■ Required action A
In the Aran Islands text, why are visitors who suffer from sea sickness told to take their medication?
■ Required action B
Write the next part of the Aran Islands text, starting after its last sentence.

The Aran Islands (Oileáin Árann in Irish) is a group of islands located offshore from Galway in Ireland. The archipelago of the Aran Islands consists of three islands named Inis Mór, Inis Meáin ve Inis Oírr. These islands are under the control of the Galway County. The landscape of the Aran Islands is very traditional and unique, with little traditional villages and a small community of local people. Spending a night in Kilronan is recommended to meet locals and travelers at the pub of the city. Inishmore can be easily visited by bike in a day.
For unspoilt natural beauty, Aran Island does not disappoint. An archipelago of three islands, the largest, and most visited is a place where you can explore local, authentic life, and meet some of the friendliest, and welcoming people you’ll ever come into contact with. Of course, the scenery is the major winner here, and the islands are known to have some of the jaw-dropping natural scenery on the planet. Think wind-swept, rugged, not a soul for miles, and you’re not far wrong. With the Atlantic bashing the coastline during the winter months, you can expect a truly castaway feel to a visit here, an ideal antidote to a busy life. Under ownership of County Galway, on clear days, you can see over to Scotland, as well as the Irish mainland, with Inis Mor being the most frequently visited of the three islands. The ferry over to the islands during the winter months can be a little rough, so if you do suffer from sea sickness, remember to take your medication.

■ Record excerpts
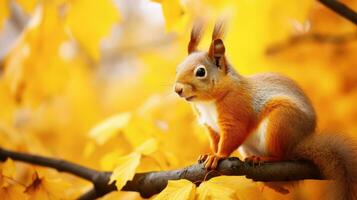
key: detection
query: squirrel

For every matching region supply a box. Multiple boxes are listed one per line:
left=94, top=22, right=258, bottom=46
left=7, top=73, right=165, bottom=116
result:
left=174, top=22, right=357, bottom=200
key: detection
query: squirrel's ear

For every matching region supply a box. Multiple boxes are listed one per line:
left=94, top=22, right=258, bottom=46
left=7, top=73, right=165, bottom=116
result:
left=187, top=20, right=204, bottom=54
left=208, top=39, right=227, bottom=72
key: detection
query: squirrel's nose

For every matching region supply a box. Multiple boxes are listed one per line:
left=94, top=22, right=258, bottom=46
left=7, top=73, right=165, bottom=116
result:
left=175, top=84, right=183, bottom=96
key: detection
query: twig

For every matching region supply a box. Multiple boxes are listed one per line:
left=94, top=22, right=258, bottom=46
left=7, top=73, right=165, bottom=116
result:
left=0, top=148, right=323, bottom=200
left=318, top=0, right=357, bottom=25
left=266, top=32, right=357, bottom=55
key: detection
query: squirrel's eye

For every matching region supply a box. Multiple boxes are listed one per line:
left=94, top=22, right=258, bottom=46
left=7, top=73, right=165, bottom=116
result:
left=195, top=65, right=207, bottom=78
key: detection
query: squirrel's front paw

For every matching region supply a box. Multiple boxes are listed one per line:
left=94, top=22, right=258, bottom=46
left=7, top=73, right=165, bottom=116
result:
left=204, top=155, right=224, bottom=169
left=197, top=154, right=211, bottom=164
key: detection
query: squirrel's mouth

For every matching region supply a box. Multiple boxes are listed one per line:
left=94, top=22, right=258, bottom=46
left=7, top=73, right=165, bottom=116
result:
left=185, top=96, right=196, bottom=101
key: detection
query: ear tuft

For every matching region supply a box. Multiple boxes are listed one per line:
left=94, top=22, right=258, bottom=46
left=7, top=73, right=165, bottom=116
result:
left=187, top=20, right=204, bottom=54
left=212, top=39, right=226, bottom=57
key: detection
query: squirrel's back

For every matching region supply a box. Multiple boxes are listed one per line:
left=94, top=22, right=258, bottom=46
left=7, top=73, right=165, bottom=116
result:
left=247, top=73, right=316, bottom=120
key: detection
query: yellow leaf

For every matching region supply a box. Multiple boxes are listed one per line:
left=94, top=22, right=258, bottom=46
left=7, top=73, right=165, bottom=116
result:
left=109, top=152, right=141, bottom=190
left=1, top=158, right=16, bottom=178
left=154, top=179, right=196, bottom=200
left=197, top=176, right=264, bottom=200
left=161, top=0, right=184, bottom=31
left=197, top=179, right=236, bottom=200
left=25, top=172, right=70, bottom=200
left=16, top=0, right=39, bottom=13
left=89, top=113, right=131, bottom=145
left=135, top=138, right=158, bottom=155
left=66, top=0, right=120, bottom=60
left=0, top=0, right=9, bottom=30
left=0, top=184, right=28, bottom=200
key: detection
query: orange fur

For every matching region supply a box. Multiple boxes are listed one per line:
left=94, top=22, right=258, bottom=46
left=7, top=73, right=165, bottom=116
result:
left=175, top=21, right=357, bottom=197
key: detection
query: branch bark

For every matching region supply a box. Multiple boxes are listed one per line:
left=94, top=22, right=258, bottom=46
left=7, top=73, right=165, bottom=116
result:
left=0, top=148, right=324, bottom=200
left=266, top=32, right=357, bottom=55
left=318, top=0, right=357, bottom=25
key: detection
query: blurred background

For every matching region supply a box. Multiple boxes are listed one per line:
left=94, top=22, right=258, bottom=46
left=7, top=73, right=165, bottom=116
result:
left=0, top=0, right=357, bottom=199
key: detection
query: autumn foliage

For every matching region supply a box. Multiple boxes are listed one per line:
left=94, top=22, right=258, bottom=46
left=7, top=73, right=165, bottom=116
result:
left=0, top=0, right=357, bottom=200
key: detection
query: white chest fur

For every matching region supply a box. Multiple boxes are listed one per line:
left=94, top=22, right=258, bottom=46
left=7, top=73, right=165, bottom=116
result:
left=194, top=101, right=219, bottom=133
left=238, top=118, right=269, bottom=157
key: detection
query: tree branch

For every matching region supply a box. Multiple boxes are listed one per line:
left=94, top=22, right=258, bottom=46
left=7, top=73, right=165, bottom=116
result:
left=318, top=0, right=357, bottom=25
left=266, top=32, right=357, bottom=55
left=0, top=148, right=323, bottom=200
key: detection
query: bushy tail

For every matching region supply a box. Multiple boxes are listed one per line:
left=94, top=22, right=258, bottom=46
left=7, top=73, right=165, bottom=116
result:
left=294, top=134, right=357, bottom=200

==

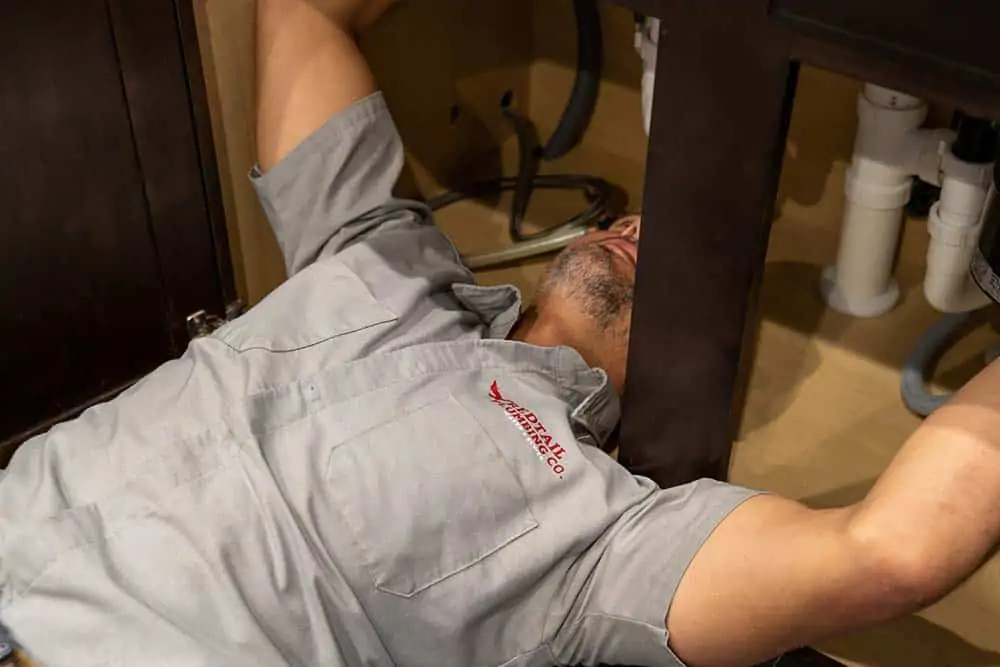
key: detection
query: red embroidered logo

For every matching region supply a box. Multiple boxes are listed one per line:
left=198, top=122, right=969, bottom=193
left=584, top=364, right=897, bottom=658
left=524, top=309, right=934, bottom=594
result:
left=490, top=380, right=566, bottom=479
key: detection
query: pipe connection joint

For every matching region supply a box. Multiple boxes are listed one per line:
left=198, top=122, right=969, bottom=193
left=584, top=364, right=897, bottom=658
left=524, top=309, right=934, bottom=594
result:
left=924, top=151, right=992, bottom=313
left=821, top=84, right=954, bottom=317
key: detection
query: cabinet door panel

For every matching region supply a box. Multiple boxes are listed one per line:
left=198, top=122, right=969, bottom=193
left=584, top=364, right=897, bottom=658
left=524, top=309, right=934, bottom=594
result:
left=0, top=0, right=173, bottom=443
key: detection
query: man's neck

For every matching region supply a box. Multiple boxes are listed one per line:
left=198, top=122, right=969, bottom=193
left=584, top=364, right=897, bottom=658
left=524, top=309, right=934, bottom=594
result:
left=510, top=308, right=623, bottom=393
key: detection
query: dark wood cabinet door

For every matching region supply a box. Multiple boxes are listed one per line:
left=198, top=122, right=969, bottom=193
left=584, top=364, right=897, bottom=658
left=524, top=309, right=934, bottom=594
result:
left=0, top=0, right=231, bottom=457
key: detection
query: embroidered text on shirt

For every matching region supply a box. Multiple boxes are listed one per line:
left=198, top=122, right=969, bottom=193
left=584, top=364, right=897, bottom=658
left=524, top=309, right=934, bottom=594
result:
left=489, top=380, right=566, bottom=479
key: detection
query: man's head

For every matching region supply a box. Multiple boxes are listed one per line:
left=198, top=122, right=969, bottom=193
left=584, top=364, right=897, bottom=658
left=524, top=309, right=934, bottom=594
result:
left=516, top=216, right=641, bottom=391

■ Task answer A
The ferry over to the islands can be a little rough during the winter months. Travelers prone to sea sickness are advised to take their medication before the crossing.

■ Task answer B
The original inhabitants of Aran Island knew how to protect their land, and evidence of that is still seen today, with huge stone forts which have stood up to some of the strongest winds and storms the Atlantic can bring. Today, around 900 people live on the island, but that doesn’t take into account tourists visiting, to experience the tranquility and peace that the island is known for. This is not a destination that ever feels crowded however, and actually feels quite isolated, making it the ideal getaway. Irish is still the prevalent language on the island, but English is widely spoken too. Despite that, most signs are still in Irish, so you may have to ask for directions if you have a specific destination in mind! Despite the small size, the island is one for exploration. You can bike ride to Dun Aognhasa, one of the most scenic bike rides you’ll ever set your eyes on, or you can don your walking boots and explore on foot. There are some rocky sections once you leave the paved roads however, so be aware of the terrain before you set off. There are many historic and natural sights to see on the island, including the aforementioned Dun Aognhasa, which is a huge fort, located high on a cliff. The fort is very well preserved and has been renovated several times, to allow visitors to experience it. Do be careful towards the cliff edge however, as there are no fences in place. The Black Fort is a great spot to visit, however it can take some navigating to get there, as you will have to walk the last section. The fort is completely surrounded by high cliffs, and that gives it a less touristic feel than any of the other forts on the main island. Of course, this being a stunning, isolated island, Aran Island has some beautiful golden beaches to explore, with clear water lapping at the shores. During the winter it’s not advised to head towards the ocean, however the summer months are ideal for enjoying the sun and cooling down. Another activity to enjoy is totally free, and that is to check out the amazing sunsets in the early evenings. There are many small country pubs you can sit outside and enjoy the sight, with friendly locals happy to chat.